(Direction) Continue the commentary on Unilever's push to establish Lifebuoy as a UK hand hygiene brand, picking up right after its final sentence.

Today’s challenge is establishing Lifebuoy as a major hand hygiene brand in a growing but crowded category. Given the product range appears to lack any advantages it looks like Unilever is banking on energetic brand building for success. Indeed, given current circumstances, Unilever may well have concluded that delivering the biggest positive impact on UK hand hygiene behaviour is the only meaningful brand advantage to create. Certainly the communication suggests that louder, single-minded and more purposeful are seen as critical to winning.

Unilever has invested decisively in educational advertising that promotes better hand hygiene behaviour and Lifebuoy’s position as the ‘world’s number 1 hygiene soap brand’ adds some instant stature. Given category growth and UK leader Carex’s more constrained finances it looks a compelling purpose-driven approach.

(Dataset section)
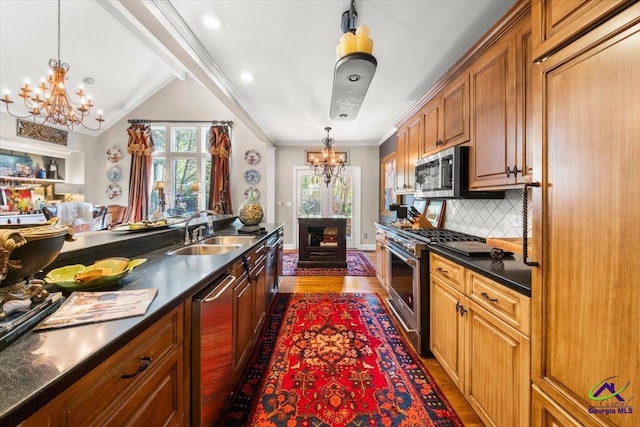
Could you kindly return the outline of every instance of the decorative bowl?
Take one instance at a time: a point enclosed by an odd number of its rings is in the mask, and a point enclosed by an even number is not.
[[[51,224],[35,227],[0,228],[0,232],[5,237],[17,232],[26,241],[10,251],[6,275],[0,285],[3,287],[31,277],[51,264],[60,253],[64,241],[72,239],[72,232],[68,227],[58,227]],[[3,238],[3,243],[8,243],[8,240],[10,239]]]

(Answer to this exercise)
The education focused ‘Bish Bash Bosh’ brand communication looks loud and effective. Accessible to a wide audience it looks like it can be comfortably adapted for school-based activities or guidance materials for foodservice partners. Bish Bash Bosh… it does a behaviour change job.

Beyond the name, Lifebuoy today has no visible connection to the brand of 1894. That’s a shame, but in terms of a commitment to changing hygiene behaviour it is perhaps a different story…


Header image credit: Wellcome Collection. Press advertising credit: Guardian Newspaper (where you will find a gallery of advertising during the Spanish flue outbreak).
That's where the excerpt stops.